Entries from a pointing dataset
======

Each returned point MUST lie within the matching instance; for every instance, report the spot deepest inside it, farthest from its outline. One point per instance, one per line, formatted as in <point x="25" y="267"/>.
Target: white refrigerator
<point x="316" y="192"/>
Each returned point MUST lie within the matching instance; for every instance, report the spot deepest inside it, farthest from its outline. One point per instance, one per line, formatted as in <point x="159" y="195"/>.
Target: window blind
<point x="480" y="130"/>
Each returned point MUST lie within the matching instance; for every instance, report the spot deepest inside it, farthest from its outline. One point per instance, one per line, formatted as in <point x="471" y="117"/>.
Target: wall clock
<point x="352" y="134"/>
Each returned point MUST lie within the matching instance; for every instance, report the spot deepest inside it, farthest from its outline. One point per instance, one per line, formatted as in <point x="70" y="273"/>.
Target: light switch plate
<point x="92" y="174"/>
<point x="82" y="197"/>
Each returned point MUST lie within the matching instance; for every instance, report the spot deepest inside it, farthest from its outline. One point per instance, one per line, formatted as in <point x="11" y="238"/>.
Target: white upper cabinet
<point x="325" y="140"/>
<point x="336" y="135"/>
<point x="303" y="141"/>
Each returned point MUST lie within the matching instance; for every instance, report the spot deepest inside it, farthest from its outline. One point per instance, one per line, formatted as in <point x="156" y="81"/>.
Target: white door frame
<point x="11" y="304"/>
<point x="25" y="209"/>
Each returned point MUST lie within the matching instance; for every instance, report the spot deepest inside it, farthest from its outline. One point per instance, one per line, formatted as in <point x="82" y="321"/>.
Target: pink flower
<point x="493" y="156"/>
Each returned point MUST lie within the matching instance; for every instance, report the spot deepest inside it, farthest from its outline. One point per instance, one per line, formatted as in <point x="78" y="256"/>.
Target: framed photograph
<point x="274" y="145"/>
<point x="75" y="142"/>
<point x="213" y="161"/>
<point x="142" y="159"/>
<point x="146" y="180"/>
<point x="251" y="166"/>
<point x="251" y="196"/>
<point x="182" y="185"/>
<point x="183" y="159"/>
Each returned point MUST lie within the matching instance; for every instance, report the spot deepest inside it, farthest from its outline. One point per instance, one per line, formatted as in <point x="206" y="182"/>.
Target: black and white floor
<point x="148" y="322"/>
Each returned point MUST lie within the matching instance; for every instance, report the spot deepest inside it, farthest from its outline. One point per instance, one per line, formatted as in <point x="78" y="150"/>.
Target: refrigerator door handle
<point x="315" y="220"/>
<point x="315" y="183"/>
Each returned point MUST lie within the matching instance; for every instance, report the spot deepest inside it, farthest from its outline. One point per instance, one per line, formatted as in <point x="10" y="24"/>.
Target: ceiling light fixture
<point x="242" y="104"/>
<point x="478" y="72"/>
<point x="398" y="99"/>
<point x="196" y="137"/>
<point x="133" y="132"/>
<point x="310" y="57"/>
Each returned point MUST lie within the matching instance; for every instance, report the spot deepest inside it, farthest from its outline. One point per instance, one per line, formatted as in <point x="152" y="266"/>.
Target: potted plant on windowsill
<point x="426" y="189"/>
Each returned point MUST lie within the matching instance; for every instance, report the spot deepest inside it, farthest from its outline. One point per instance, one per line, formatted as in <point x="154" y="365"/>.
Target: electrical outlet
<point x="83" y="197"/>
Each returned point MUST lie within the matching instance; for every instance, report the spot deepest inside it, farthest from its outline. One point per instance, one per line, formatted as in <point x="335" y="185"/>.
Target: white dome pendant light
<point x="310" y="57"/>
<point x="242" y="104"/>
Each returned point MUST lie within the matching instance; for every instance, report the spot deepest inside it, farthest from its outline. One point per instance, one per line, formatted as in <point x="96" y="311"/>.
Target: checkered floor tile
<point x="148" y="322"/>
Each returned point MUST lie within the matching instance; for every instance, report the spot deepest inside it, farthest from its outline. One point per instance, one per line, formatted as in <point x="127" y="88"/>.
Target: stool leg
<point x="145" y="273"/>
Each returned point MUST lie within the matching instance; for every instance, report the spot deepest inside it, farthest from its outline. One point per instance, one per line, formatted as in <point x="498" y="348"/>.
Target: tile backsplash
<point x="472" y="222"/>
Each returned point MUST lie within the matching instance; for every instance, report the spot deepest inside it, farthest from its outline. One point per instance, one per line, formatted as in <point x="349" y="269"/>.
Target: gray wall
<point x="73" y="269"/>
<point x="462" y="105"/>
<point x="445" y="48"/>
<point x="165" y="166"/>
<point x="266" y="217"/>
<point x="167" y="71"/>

======

▸ Required task
Restate the whole listing exactly, leaving out nothing.

▸ Task solution
Each returned point MUST lie within the matching instance; for every instance, report the spot deepest inside it, farthest from its outline. One point per instance, one per line, formatted as in <point x="25" y="267"/>.
Target: white refrigerator
<point x="316" y="192"/>
Each returned point MUST lie within the matching instance; for every instance, report the spot deepest inside it, farthest from its outline. One point per instance, one per line, formatted as in <point x="159" y="195"/>.
Target: window blind
<point x="480" y="130"/>
Each returned point MUST lie within the matching instance; for every instance, report the spot deepest inside it, farthest from its outline. One point per instance, one per line, formatted as in <point x="471" y="117"/>.
Target: wall clock
<point x="352" y="134"/>
Each returned point MUST lie within the matching instance; for every instance, report the spot deepest inside it, farthest from its outline. One point per instance, one per line, formatted as in <point x="70" y="273"/>.
Target: light switch plate
<point x="92" y="174"/>
<point x="82" y="197"/>
Each returned point MUST lie within the matching instance; for every instance, report the spot deepest inside it, farthest from its outline. One point per instance, one per line, formatted as in <point x="11" y="238"/>.
Target: white upper cabinet
<point x="325" y="140"/>
<point x="336" y="135"/>
<point x="303" y="141"/>
Each returned point MUST lie within the matching instance; for every instance, report the spot deepest inside it, farthest from its outline. One point per instance, one per line, formatted as in <point x="156" y="81"/>.
Target: white door frame
<point x="11" y="304"/>
<point x="25" y="209"/>
Each returned point MUST lie within the matching instance; for every instance, report the spot deepest inside it, farthest from its outline. One point per instance, one per line, formatted as in <point x="82" y="321"/>.
Target: pink flower
<point x="493" y="156"/>
Each returned point MUST lie within the matching instance; for every instance, report the spot deepest inside it, farthest from its outline. One point per instance, one per line, formatted as in <point x="78" y="256"/>.
Target: framed photograph
<point x="274" y="145"/>
<point x="75" y="142"/>
<point x="213" y="161"/>
<point x="142" y="159"/>
<point x="146" y="180"/>
<point x="251" y="166"/>
<point x="251" y="196"/>
<point x="182" y="185"/>
<point x="183" y="159"/>
Each returned point MUST lie within the matching instance; for every instance, report the spot deepest inside it, farthest from its outline. One point per instance, one per line, formatted as in <point x="206" y="182"/>.
Target: black and white floor
<point x="148" y="322"/>
Each returned point MUST lie within the matching instance; for every instance, report the spot deepest inside it, farthest from its outline. One point per instance, one per line, formatted as in <point x="78" y="150"/>.
Target: refrigerator door handle
<point x="315" y="220"/>
<point x="315" y="183"/>
Each returned point MUST lie within the matching instance; for every instance, report the spot deepest inside it, farthest from its outline. One point per instance, one per line, formatted as in <point x="10" y="24"/>.
Target: ceiling light fixture
<point x="242" y="104"/>
<point x="478" y="72"/>
<point x="398" y="99"/>
<point x="196" y="137"/>
<point x="133" y="132"/>
<point x="310" y="57"/>
Each returned point MUST lie within the matching instance; for every instance, report the spot deepest inside it, farthest from its outline. One point per instance, one per line, formatted as in <point x="152" y="266"/>.
Target: potted plant on windowsill
<point x="426" y="189"/>
Each returned point MUST lie within the matching instance; for every instance, report the spot deepest inside it, farthest from its outline. One point per instance, one per line, formatted as in <point x="154" y="365"/>.
Target: electrical outlet
<point x="83" y="197"/>
Each returned point MUST lie within the matching instance; for every instance, report the spot deepest inside it, farthest from its outline. One point per instance, one per line, formatted as in <point x="335" y="185"/>.
Target: white dome pendant light
<point x="310" y="57"/>
<point x="242" y="104"/>
Each returned point MUST lie within the matching instance; for every instance, report the spot deepest inside it, farthest from its outline. One point per instance, one per line, formatted as in <point x="96" y="311"/>.
Target: checkered floor tile
<point x="148" y="322"/>
Each returned point MUST lie within the matching instance; for every instance, report the spot deepest inside it, farthest from its outline. One point per instance, one per line, formatted as in <point x="127" y="88"/>.
Target: stool leg
<point x="145" y="273"/>
Each returned point MUST lie within the matching instance; for every instance, report the spot deepest inside it, farthest from its outline. One point per instance, one per line, formatted as in <point x="498" y="348"/>.
Target: tile backsplash
<point x="472" y="222"/>
Each returned point MUST lie within the matching instance; for every instance, report the spot deepest inside it, farthest from its outline. One point per instance, one per line, formatted as in <point x="349" y="269"/>.
Target: gray wall
<point x="73" y="269"/>
<point x="462" y="105"/>
<point x="445" y="48"/>
<point x="165" y="166"/>
<point x="266" y="217"/>
<point x="167" y="71"/>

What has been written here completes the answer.